TUGAS LATIHAN 1: Tuliskan kembali bagian kutipan tentang partisipasi masyarakat yang dimulai dari kata-kata "Partisipasi masyarakat merupakan inti" dan berakhir pada "benda yang dimiliki.". Ganti setiap "tenaga" dengan "daya".

KUTIPAN TERPILIH:
- - -
Partisipasi masyarakat merupakan inti dari sebuah program bersama,
dengan kata lain partisipasi masyarakat merupakan wujud pertanggung
jawaban masyarakat terhadap suatu program. Masyarakat diberi wewenang
untuk berpartisipasi dalam mengelola berbagai macam program terutama
yang berkaitan dengan pendidikan.
a. Jenis-jenis Partisipasi
Menurut Pasaribu dan Simanjuntak (1986:265), jenis partisipasi terbagi
kedalam :
1. Partisipasi buah pikiran. Diberikan orang dalam rapat atau pertemuan dengan cara memberikan saran, pendapat, gagasan, dan sejenisnya
2. Partisipasi tenaga. Diberikan dalam berbagai kegiatan untuk perbaikan, pertolongan bagi orang lain, dengan menyumbangkan tenaga dalam kegiatan tersebut
3. Partisipasi harta benda. Diberikan dalam berbagai kegiatan untuk perbaikan, pertolongan bagi orang lain, dengan menyumbangkan materi, uang, atau harta benda yang dimiliki.
23
4. Partisipasi keterampilan dan kemahiran. Diberikan untuk mendorong aneka ragam usaha dan industri dengan cara antara lain melalui penciptaan produk-produk baru yang disebut inovativ.
5. Partisipasi sosial. Diberikan orang sebagai tanda paguyuban melalui turut dalam arisan, layad (dalam peristiwa kematian), undangan,dan sebagainya.
Dari pernyataan di atas, anggota masyarakat tentu harus ikut dalam
partisipasi ini, tidak ada alasan bagi anggota masyarakat untuk tidak ikut
dalam partisipasi, hal tersebut dikarenakan bahwa partisipasi dilakukan
menurut kemampuan anggota masyarakat itu sendiri.
b. Pola-pola Partisipasi Masyarakat
Menurut Sofiyanto (2006:42), ada beberapa pola partisipasi masyarakat
dalam pembangunan , pola partisipasi tersebut meliputi :
1. Partisipasi organis, yakni pola partisipasi didasarkan pada solidaritas yang diatur oleh norma-norma sosial yang telah tertulis dan berlaku dalam komunitas yang ada.
- - -
[Data garis bentuk]
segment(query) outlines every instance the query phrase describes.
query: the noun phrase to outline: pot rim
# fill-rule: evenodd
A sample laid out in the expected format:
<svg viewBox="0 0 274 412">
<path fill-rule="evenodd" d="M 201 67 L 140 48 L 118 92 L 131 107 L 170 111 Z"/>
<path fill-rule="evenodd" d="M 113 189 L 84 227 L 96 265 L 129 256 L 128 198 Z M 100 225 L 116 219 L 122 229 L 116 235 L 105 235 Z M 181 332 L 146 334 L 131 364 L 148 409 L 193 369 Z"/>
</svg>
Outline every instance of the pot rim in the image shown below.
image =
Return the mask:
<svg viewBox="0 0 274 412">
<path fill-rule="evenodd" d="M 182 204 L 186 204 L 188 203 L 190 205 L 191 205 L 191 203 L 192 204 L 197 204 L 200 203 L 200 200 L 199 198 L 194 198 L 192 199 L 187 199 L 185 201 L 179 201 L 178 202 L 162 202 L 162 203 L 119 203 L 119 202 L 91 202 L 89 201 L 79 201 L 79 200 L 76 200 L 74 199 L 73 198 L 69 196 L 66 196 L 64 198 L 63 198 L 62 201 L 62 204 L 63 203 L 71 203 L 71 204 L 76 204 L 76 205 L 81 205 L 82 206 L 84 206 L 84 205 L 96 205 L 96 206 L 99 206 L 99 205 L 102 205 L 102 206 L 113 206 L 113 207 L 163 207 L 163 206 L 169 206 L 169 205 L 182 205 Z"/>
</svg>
- - -
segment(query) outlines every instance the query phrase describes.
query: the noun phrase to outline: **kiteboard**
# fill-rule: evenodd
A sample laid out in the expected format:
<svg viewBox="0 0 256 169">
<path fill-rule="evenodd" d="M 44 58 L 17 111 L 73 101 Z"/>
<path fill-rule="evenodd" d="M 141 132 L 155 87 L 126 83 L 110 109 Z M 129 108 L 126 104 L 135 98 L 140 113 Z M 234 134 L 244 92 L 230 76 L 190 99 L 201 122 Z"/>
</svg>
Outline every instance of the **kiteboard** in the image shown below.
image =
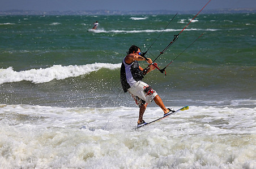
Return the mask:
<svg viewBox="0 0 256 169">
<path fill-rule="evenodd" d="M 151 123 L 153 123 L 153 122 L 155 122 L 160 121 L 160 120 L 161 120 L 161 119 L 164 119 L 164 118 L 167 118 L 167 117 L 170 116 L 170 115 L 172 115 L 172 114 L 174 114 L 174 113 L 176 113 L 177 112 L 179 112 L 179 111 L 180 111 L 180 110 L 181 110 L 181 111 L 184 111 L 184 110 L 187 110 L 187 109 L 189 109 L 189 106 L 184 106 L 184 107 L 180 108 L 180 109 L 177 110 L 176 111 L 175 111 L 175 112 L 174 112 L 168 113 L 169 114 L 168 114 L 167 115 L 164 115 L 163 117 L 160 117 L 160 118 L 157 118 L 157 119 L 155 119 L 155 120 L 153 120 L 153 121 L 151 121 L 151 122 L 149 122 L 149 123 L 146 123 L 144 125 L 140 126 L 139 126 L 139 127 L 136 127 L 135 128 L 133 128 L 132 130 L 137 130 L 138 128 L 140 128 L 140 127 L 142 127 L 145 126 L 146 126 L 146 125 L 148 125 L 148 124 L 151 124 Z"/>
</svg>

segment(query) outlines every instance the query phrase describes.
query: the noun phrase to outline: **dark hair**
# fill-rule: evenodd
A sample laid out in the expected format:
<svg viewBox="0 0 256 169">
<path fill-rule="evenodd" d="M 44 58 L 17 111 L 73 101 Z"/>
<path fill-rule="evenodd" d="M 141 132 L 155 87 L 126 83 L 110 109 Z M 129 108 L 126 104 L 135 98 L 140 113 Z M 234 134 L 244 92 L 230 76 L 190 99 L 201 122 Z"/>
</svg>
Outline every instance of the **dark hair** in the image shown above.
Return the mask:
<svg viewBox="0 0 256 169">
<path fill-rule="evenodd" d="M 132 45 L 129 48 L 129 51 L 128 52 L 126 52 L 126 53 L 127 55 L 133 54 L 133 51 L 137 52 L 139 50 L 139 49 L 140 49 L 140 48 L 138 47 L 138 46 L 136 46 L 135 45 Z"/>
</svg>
- - -
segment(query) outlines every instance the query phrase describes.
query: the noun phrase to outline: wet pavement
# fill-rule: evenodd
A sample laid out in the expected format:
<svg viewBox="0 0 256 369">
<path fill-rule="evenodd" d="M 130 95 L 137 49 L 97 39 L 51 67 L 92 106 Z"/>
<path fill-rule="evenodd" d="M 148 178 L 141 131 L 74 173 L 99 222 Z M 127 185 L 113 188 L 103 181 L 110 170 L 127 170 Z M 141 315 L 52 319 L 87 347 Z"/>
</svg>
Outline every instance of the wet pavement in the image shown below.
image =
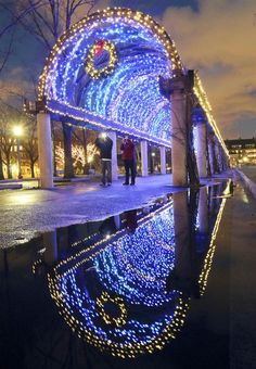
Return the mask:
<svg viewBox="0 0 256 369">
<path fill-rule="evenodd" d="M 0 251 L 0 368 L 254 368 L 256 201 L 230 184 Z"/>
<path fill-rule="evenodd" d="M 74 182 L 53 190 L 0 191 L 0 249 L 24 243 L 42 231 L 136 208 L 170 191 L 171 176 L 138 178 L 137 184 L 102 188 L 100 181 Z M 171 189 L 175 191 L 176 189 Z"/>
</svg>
- - -
TUGAS LATIHAN 2: Salin setiap baris data yang memuat kata "shown", dengan memperhatikan perbedaan huruf besar dan kecil.

JAWABAN LENGKAP 1:
Partisipasi masyarakat merupakan inti dari sebuah program bersama,
dengan kata lain partisipasi masyarakat merupakan wujud pertanggung
jawaban masyarakat terhadap suatu program. Masyarakat diberi wewenang
untuk berpartisipasi dalam mengelola berbagai macam program terutama
yang berkaitan dengan pendidikan.
a. Jenis-jenis Partisipasi
Menurut Pasaribu dan Simanjuntak (1986:265), jenis partisipasi terbagi
kedalam :
1. Partisipasi buah pikiran. Diberikan orang dalam rapat atau pertemuan dengan cara memberikan saran, pendapat, gagasan, dan sejenisnya
2. Partisipasi daya. Diberikan dalam berbagai kegiatan untuk perbaikan, pertolongan bagi orang lain, dengan menyumbangkan daya dalam kegiatan tersebut
3. Partisipasi harta benda. Diberikan dalam berbagai kegiatan untuk perbaikan, pertolongan bagi orang lain, dengan menyumbangkan materi, uang, atau harta benda yang dimiliki.

JAWABAN LENGKAP 2:
Outline every instance of the pot rim in the image shown below.
Outline every instance of the **kiteboard** in the image shown below.
Outline every instance of the **dark hair** in the image shown above.
Outline every instance of the wet pavement in the image shown below.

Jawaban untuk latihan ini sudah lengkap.